Set task
Copy the whole listing below, switching every "Locate all occurrences of" to "Find every instance of" and keeping everything else the same. Leave the pictures out of your answer.
═════ Records for this task
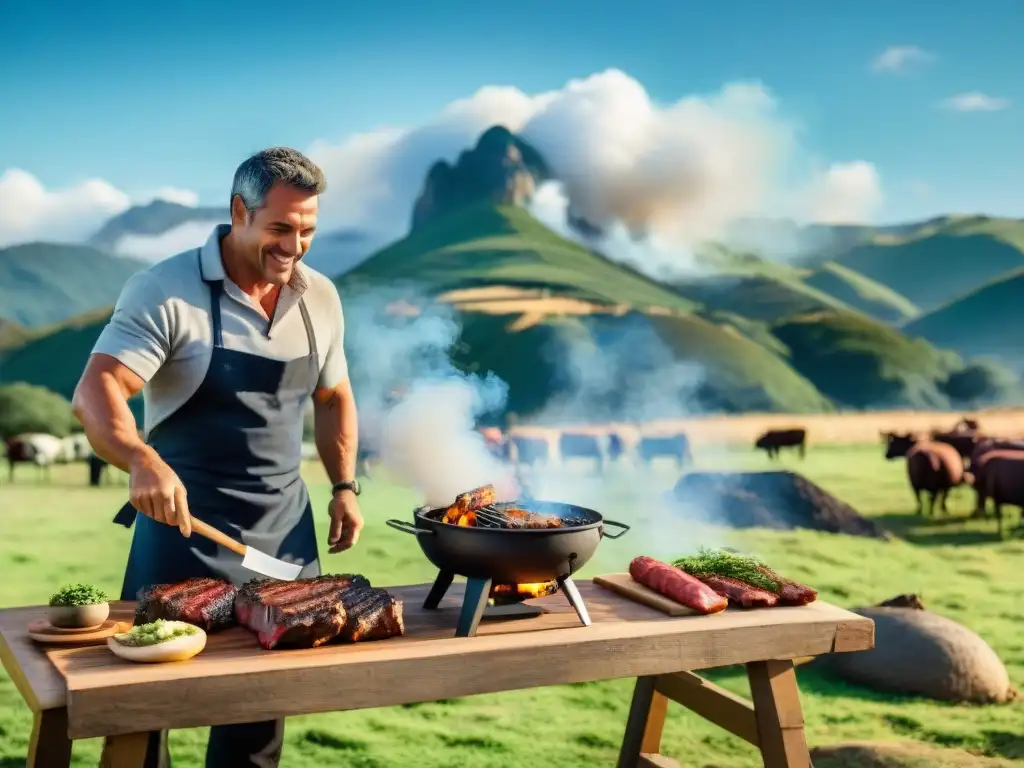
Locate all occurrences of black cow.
[754,429,807,460]
[637,432,693,469]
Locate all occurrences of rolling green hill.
[833,216,1024,312]
[803,261,921,324]
[0,243,143,326]
[903,267,1024,371]
[337,204,696,311]
[772,312,963,409]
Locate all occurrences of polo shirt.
[92,224,348,437]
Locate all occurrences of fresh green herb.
[50,584,106,606]
[672,547,782,594]
[114,618,199,647]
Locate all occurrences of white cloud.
[114,221,216,261]
[0,69,878,263]
[0,168,131,247]
[939,91,1010,112]
[810,160,882,224]
[153,186,199,208]
[871,45,935,74]
[309,70,795,249]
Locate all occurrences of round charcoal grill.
[387,500,629,637]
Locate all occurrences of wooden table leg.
[26,708,71,768]
[618,677,679,768]
[746,659,811,768]
[99,733,154,768]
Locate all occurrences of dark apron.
[114,249,321,765]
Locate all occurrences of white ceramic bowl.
[106,630,206,664]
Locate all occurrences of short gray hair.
[230,146,327,212]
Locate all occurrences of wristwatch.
[331,480,362,496]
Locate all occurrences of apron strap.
[299,299,319,358]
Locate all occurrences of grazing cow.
[886,432,965,515]
[974,451,1024,539]
[754,428,807,460]
[4,432,63,482]
[965,450,1024,524]
[931,430,980,459]
[509,435,550,466]
[608,432,626,462]
[558,432,604,472]
[637,432,693,469]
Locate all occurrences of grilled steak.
[699,575,779,608]
[442,485,498,524]
[338,587,406,643]
[234,573,370,649]
[134,579,238,632]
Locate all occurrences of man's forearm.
[313,387,359,483]
[72,360,150,472]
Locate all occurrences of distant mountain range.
[0,127,1024,418]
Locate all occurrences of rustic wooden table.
[0,581,874,768]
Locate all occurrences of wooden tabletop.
[0,581,874,738]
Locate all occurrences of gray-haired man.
[74,148,362,768]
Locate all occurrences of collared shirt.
[92,224,348,435]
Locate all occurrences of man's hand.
[327,490,362,555]
[128,449,191,537]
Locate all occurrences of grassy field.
[0,443,1024,768]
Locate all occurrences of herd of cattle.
[464,427,807,472]
[5,427,807,485]
[882,419,1024,539]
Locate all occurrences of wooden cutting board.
[594,573,700,616]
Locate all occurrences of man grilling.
[74,148,362,768]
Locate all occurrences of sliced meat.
[630,555,729,613]
[234,573,370,633]
[134,578,238,632]
[339,587,406,643]
[700,575,780,608]
[256,591,346,650]
[758,565,818,605]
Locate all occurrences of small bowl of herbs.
[48,584,111,630]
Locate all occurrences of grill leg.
[455,579,490,637]
[558,577,591,627]
[423,570,455,610]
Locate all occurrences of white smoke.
[344,286,515,506]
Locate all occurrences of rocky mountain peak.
[412,125,551,231]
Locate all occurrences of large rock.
[821,606,1017,703]
[413,126,551,230]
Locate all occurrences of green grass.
[0,445,1024,768]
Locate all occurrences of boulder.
[820,606,1018,703]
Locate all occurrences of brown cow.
══════════
Finished exercise
Find every instance of black cow.
[754,429,807,460]
[637,432,693,469]
Find every instance of rolling green hill.
[833,216,1024,312]
[803,261,921,324]
[0,243,143,326]
[903,267,1024,371]
[337,204,696,311]
[772,312,963,409]
Find every instance of polo shirt.
[92,224,348,437]
Find every instance of fresh green herb.
[50,584,106,606]
[672,547,782,594]
[114,618,199,647]
Find every instance of white cloud.
[114,221,216,261]
[0,69,878,263]
[0,168,131,247]
[939,91,1010,112]
[810,160,882,224]
[153,186,199,208]
[871,45,935,74]
[309,70,795,249]
Find every instance of round charcoal grill.
[387,500,629,637]
Find every instance of wooden table leg.
[26,708,71,768]
[618,677,679,768]
[746,659,811,768]
[99,733,154,768]
Find every instance of dark apron.
[114,249,321,765]
Find every instance of white ceramic bowl.
[106,630,206,664]
Find every instance of short gray hair.
[230,146,327,212]
Find every instance of wristwatch.
[331,480,362,496]
Find every instance of apron strap.
[299,299,319,358]
Find every instance of grazing cow.
[886,432,965,515]
[974,451,1024,539]
[754,428,807,460]
[4,432,63,482]
[965,450,1024,524]
[931,430,980,459]
[509,435,550,466]
[608,432,626,462]
[558,432,604,472]
[637,432,693,469]
Find every instance of grilled steak.
[699,575,779,608]
[442,485,498,524]
[338,587,406,643]
[234,573,370,649]
[134,579,238,632]
Find every instance of man's forearm.
[313,387,359,483]
[72,360,150,472]
Find every instance of distant mountain range.
[0,127,1024,418]
Find every instance of rustic wooden table.
[0,581,874,768]
Find every instance of wooden tabletop.
[0,581,874,738]
Find every instance of gray-haired man.
[74,148,362,768]
Find every instance of collared shirt.
[92,224,348,435]
Find every instance of man's hand.
[327,490,362,555]
[128,449,191,537]
Find every instance of grassy field.
[0,443,1024,768]
Find every instance of herd of cattle.
[464,427,807,472]
[5,427,807,485]
[882,419,1024,539]
Find every instance of wooden cutting board.
[594,573,700,616]
Find every instance of man grilling.
[74,148,362,768]
Find every instance of sliced meat.
[630,555,729,613]
[234,573,370,633]
[134,578,238,632]
[339,587,406,643]
[700,575,780,608]
[256,591,346,650]
[758,565,818,605]
Find every instance of small bowl of herbs.
[48,584,111,630]
Find every instance of grill leg.
[455,579,490,637]
[558,577,591,627]
[423,570,455,610]
Find every instance of white smoke.
[344,286,515,506]
Find every instance of rocky mountain peak.
[412,125,551,231]
Find every instance of large rock.
[821,606,1017,703]
[413,126,551,230]
Find every instance of green grass.
[0,445,1024,768]
Find every instance of boulder.
[820,606,1018,703]
Find every instance of brown cow.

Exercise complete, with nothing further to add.